And like our societal emphasis upon the rational individual, Christian faith in modern times has tended to emphasize a very personal idea of salvation that reduced it to nothing much more than the personal piety of me and Jesus—and in that order. If I accept Jesus as my lord and savior, then all is right with the world. But what about Jesus’ own summary of what he taught, that we are to love God and love our neighbor? Where is our responsibility to one another? Where is our commitment to the common good? And how did we miss that?
In short, we are at a period in the church’s history when we are realizing that there is a lot we have missed, and so we are having to rethink what it means to be Christian. Across much of the church, there is a growing awareness that to be Christian has to do a lot more with a way of life that makes us followers of Jesus, and a lot less to do with a set of propositions about him. It is in practicing the faith, in other words, that we become Christians, rather than in believing the faith. One of the clearest signs of that shift, for example, is the emphasis Pope Francis gives to mercy and compassion as markers of faith, rather than doctrinal orthodoxy.
Another form that this shift takes is what has been called the “Emergent Church” (perhaps you know that term already)—a way of being church that mines the ancient traditions of Christian life to inspire its worship, and then out of that creates ways of making faith an active way of life. The word emergent is sometimes rather superficially understood to mean a church that is “emerging” from its previous blind spots. But it really refers to something more profound.
The idea of emergence comes from a theory prevalent in the biological and social sciences that recognizes that a combination of entities can result in attributes that neither of the entities has by itself. Take a bicycle and a human being, for instance. By themselves, neither has the ability to move swiftly forward. But put them together, and voilà! You have an amazing capacity for motion.

Excerpts from a dataset:

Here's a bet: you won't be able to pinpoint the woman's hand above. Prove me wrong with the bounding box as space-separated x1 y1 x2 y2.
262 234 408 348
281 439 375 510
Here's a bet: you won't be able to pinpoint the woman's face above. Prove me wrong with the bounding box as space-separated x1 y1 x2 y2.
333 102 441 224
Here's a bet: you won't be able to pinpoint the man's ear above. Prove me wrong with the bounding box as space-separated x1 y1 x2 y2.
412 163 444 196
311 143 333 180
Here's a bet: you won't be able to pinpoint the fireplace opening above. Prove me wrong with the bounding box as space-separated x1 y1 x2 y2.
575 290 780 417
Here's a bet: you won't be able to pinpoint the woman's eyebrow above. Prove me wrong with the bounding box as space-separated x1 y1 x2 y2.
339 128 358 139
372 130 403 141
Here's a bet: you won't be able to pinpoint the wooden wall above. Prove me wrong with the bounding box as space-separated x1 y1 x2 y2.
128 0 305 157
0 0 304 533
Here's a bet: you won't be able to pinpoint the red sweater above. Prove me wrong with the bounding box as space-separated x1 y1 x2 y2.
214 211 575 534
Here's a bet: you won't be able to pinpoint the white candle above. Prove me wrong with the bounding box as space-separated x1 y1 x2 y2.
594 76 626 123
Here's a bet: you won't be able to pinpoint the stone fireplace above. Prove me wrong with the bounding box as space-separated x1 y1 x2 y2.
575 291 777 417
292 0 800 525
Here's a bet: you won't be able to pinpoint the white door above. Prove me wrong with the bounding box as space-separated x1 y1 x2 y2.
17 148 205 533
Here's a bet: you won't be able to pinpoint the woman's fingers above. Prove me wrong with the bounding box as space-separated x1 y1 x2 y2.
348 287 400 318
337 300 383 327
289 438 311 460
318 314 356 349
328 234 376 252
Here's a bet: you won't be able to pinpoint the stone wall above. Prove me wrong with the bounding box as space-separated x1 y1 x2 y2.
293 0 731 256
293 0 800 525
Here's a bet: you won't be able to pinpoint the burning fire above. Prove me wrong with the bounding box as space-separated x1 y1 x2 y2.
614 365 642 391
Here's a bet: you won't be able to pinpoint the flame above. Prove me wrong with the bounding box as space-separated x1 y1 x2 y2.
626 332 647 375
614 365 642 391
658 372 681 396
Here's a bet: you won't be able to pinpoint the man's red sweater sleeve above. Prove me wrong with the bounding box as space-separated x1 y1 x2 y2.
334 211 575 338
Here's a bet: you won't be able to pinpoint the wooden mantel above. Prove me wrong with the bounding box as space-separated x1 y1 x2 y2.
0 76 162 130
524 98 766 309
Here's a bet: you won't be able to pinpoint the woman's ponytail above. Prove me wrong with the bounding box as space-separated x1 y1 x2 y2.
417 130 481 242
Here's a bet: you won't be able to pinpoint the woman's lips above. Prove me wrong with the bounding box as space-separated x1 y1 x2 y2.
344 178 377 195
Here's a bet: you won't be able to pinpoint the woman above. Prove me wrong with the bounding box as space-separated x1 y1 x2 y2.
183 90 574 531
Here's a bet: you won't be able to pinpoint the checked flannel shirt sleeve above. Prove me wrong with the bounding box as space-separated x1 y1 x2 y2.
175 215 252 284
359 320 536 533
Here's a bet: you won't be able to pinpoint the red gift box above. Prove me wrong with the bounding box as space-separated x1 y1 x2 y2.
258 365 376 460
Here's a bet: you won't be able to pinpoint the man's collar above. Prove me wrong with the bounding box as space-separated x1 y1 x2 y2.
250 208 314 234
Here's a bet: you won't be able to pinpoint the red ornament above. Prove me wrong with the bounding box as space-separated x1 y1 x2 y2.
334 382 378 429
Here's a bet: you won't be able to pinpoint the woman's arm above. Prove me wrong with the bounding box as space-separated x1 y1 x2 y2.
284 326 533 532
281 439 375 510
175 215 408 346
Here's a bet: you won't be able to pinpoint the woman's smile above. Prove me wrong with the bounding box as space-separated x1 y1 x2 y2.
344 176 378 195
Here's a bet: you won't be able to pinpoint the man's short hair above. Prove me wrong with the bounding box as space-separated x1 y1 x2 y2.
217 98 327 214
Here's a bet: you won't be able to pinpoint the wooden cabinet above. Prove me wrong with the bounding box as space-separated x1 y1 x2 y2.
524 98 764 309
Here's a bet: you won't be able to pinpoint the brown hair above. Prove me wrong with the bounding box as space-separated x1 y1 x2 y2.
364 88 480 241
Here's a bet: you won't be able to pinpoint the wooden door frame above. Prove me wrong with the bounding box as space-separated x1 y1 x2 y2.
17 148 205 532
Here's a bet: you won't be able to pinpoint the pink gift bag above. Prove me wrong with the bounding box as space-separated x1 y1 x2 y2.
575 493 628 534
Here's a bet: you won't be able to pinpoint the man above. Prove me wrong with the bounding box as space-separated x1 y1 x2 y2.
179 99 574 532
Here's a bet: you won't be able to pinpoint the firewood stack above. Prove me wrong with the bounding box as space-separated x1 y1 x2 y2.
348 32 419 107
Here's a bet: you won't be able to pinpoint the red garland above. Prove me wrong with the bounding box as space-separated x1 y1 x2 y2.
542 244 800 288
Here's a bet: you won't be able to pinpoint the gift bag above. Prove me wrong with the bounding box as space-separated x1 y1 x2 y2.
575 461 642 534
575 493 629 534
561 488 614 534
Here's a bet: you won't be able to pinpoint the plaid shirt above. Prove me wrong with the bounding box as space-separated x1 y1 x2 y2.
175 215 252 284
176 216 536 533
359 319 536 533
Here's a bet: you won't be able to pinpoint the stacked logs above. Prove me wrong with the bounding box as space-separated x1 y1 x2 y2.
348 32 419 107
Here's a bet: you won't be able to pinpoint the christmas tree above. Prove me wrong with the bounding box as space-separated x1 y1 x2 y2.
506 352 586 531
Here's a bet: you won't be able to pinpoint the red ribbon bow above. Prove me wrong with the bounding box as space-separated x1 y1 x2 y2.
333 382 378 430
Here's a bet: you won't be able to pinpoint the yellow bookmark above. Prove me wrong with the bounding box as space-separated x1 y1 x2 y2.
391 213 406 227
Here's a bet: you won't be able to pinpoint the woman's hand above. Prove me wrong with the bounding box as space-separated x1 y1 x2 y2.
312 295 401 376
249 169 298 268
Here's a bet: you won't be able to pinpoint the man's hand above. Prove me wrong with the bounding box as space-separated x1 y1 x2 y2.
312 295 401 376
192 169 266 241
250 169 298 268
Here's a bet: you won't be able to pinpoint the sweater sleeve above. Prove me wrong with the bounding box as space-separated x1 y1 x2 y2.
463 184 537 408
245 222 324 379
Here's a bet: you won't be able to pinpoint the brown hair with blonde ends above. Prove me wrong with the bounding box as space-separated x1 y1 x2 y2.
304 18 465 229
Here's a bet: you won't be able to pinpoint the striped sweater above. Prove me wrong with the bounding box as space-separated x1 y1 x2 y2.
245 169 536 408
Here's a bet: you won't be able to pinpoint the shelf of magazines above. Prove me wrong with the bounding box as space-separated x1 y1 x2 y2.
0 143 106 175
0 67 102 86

Assigned task A: What questions does the passage on Christian faith ask? List every one.
Assigned task B: In the passage on Christian faith, what does Pope Francis emphasize as markers of faith instead of doctrinal orthodoxy?
Assigned task C: Take the passage on Christian faith further, picking up after its final sentence.

Your response A:
- But what about Jesus' own summary of what he taught, that we are to love God and love our neighbor?
- Where is our responsibility to one another?
- Where is our commitment to the common good?
- And how did we miss that?

Your response B: Mercy and compassion.

Your response C:
The emergent church, then, is a community that recognizes that when individuals come together to live a common way of life shaped by core Christian practices, it creates a community of imagination and creativity and generosity and caring that is qualitatively different and bigger than that of any of its members. It’s what scripture calls “the body of Christ”: a community that is able to be Jesus to the world.
And one of the hallmarks of the emergent church, is that there is no great need for a big institution for it to happen: it can happen in homes as well as in churches, in small groups as well as in congregations. And so we are entering into a period when the church is in the process of re-inventing itself, moving away from fixed structures to informal networks, and away from a static hierarchical organization to the vitality of localized communities.
As I said, this is an exciting time to be a Christian—a once in five-hundred year opportunity—and we get to be part of it! And not only that, but perhaps we at St. Michael’s are ideally positioned to be on the frontlines of this great emergence: spiritually grounded, theologically astute, socially progressive, aesthetically gifted, and willing to take a risk.
So if over the coming years, we as a church retrace our steps by reclaiming what has previously been overlooked, we might yet get to hear what Anna had to say—or better yet, perhaps we will be the generation, finally to give voice to her long forgotten song. [And who knows, maybe it was a jazz tune itself!] Amen.